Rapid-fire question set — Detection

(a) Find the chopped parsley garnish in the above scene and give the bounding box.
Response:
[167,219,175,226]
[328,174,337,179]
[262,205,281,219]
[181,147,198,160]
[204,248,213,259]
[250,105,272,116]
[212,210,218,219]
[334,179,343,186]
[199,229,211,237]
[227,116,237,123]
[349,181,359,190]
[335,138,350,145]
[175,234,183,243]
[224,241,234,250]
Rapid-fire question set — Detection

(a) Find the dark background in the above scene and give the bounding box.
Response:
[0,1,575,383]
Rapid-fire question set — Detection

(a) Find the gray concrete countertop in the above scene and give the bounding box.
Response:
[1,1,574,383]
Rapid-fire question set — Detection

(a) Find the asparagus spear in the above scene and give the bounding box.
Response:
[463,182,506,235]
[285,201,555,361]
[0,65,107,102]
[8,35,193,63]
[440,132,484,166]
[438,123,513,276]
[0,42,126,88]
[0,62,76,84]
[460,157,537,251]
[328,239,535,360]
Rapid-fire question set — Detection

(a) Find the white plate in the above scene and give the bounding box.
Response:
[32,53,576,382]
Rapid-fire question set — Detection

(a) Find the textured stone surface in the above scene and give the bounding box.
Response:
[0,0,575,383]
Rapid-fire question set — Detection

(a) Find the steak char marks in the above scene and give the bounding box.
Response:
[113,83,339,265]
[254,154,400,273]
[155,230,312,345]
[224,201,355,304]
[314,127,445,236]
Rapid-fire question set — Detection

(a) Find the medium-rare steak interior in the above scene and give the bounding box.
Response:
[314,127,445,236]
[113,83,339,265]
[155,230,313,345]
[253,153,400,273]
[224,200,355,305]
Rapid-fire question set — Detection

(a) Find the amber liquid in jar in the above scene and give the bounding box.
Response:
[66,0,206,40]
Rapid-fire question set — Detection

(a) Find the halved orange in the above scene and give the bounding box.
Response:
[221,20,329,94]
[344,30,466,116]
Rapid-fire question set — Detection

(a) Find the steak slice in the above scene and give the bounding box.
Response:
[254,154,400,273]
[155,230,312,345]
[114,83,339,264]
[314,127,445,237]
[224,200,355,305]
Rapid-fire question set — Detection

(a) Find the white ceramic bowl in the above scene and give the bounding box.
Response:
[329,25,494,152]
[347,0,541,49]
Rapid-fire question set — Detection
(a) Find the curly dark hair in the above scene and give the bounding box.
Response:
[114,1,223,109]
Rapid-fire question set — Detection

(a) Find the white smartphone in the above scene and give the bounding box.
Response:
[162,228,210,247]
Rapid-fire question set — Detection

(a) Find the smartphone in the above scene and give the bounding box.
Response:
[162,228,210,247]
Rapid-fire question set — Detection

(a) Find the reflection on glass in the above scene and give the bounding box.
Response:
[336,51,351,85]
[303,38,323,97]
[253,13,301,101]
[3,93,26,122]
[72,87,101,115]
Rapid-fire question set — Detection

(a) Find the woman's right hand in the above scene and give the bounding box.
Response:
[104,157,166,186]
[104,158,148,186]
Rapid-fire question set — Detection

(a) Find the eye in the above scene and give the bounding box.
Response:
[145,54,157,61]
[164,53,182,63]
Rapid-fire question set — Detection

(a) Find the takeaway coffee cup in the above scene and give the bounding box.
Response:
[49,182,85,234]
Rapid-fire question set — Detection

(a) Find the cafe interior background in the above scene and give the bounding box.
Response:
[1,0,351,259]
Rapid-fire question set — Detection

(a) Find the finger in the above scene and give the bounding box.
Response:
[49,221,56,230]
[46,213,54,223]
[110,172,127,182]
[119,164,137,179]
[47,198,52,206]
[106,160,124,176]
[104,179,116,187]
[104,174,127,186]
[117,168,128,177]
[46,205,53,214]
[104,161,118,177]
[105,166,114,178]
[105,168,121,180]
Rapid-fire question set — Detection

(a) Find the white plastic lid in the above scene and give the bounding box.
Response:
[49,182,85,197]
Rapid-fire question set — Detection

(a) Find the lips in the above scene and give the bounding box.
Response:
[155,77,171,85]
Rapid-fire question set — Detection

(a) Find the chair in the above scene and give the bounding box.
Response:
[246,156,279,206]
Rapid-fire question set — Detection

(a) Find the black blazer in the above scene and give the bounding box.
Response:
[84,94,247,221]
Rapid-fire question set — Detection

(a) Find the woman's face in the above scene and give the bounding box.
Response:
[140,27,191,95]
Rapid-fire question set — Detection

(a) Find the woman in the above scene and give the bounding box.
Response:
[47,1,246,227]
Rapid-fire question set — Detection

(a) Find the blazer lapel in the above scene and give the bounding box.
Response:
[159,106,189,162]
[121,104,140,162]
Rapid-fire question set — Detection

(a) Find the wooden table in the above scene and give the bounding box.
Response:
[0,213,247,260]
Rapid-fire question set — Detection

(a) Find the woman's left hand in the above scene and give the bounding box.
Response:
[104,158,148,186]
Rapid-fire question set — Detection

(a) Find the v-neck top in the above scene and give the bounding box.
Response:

****

§ Exercise aim:
Retype each of the records, word for word, with nothing added or dropped.

§ Answer box:
Rapid-fire question set — Detection

(a) Find the chopped parsley garnish in the above scene and give the bounding box.
Response:
[167,219,175,226]
[328,174,337,179]
[262,205,281,219]
[181,147,198,160]
[204,248,213,259]
[250,105,272,116]
[212,210,218,219]
[334,179,343,186]
[199,229,211,237]
[227,116,237,123]
[349,181,359,190]
[335,138,350,145]
[175,234,183,243]
[224,241,234,250]
Rapid-fire question set — Detection

(a) Find the dark background in the above scene and give the bounding box.
Response:
[0,1,575,383]
Rapid-fire question set — Detection

(a) Find the gray concrete countertop in the above scene and give the bounding box.
Response:
[1,1,574,383]
Rapid-fire question set — Detection

(a) Find the asparagus spear in the above scene and give the bounding box.
Response:
[463,182,506,235]
[285,201,555,361]
[0,65,107,102]
[8,35,193,63]
[440,132,484,166]
[438,123,513,276]
[0,42,126,88]
[0,62,76,84]
[460,157,537,251]
[328,239,535,360]
Rapid-fire question set — Detection

(a) Find the white plate in the above scene and give the bounding box.
Response:
[32,53,576,382]
Rapid-fire question set — Detection

(a) Find the textured stone surface in the above scene and give the bounding box.
Response:
[0,0,575,383]
Rapid-fire question set — Detection

(a) Find the steak char marks in the above scene and give the bounding box.
Response:
[113,83,339,265]
[254,154,400,273]
[155,230,312,345]
[224,201,355,304]
[314,127,445,236]
Rapid-fire question set — Detection

(a) Find the medium-rare steak interior in the above scene and give the bounding box.
Response:
[314,127,445,236]
[113,83,339,265]
[155,230,313,345]
[253,153,400,273]
[224,200,355,305]
Rapid-fire question set — Detection

(a) Find the amber liquid in jar in the above scene and give the bounding box.
Response:
[66,0,206,40]
Rapid-fire question set — Detection

(a) Find the halved orange in the above scene and give the bounding box.
Response:
[221,20,329,94]
[344,30,466,116]
Rapid-fire question set — Detection

(a) Find the steak slice in the above scene and give the bounding box.
Response:
[254,154,400,273]
[155,230,312,345]
[114,83,339,264]
[314,127,445,237]
[224,200,355,305]
Rapid-fire question set — Detection

(a) Find the white ceramic bowl in the above scene and give the bounding box.
Response:
[329,25,494,152]
[347,0,541,49]
Rapid-fire question set — Detection
(a) Find the curly dark hair in the above scene and give the bounding box.
Response:
[114,1,223,109]
Rapid-fire question set — Detection

(a) Find the white smartphone in the above scene and give the bounding box.
Response:
[162,228,210,247]
Rapid-fire question set — Detection

(a) Find the smartphone in the above scene and give the bounding box.
Response:
[162,228,210,247]
Rapid-fire question set — Detection

(a) Find the reflection on glass in the above scene and give the bounding box.
Response:
[336,51,351,85]
[303,38,323,97]
[253,13,301,101]
[3,93,26,122]
[72,87,101,115]
Rapid-fire question set — Detection

(a) Find the woman's right hand in the above scene and give the bounding box.
Response:
[104,157,166,186]
[104,158,148,186]
Rapid-fire question set — Detection

(a) Find the eye in the above scene and give the bounding box.
Response:
[145,54,157,61]
[164,53,182,63]
Rapid-fire question set — Detection

(a) Find the takeaway coffee cup in the above scene and give the bounding box.
Response:
[49,182,85,234]
Rapid-fire question set — Detection

(a) Find the cafe interior background in the above scene and give the bounding box.
Response:
[1,0,351,259]
Rapid-fire question set — Detection

(a) Find the finger in the above scene and give the bounding box.
Response:
[49,221,56,230]
[46,213,54,223]
[110,172,127,182]
[119,164,137,179]
[47,198,52,206]
[106,160,124,176]
[104,179,116,187]
[104,174,127,186]
[117,168,128,177]
[46,205,53,214]
[104,161,118,177]
[105,166,114,178]
[105,168,121,180]
Rapid-fire question set — Detection

(a) Find the white plastic lid in the above scene and give the bounding box.
Response:
[49,182,85,197]
Rapid-fire question set — Detection

(a) Find the lips in the above scene and give the bounding box.
Response:
[155,77,171,85]
Rapid-fire question set — Detection

(a) Find the chair in the above scene and give the bounding box.
Response:
[246,156,279,206]
Rapid-fire question set — Detection

(a) Find the black blazer in the above scene and give the bounding box.
Response:
[84,94,247,221]
Rapid-fire question set — Detection

(a) Find the woman's face in the above scene and give the bounding box.
Response:
[140,27,191,95]
Rapid-fire question set — Detection

(a) Find the woman in the above scene and give the bounding box.
Response:
[47,1,246,227]
Rapid-fire question set — Detection

(a) Find the blazer lapel in the above scene and give the bounding box.
Response:
[159,106,189,162]
[121,104,140,162]
Rapid-fire question set — Detection

(a) Find the wooden table in the above scene and give the bounding box.
Response:
[0,213,247,260]
Rapid-fire question set — Detection

(a) Find the woman's left hand in the above scene and give the bounding box.
Response:
[104,158,148,186]
Rapid-fire question set — Detection

(a) Find the v-neck top in the above scene and give the bounding box.
Response:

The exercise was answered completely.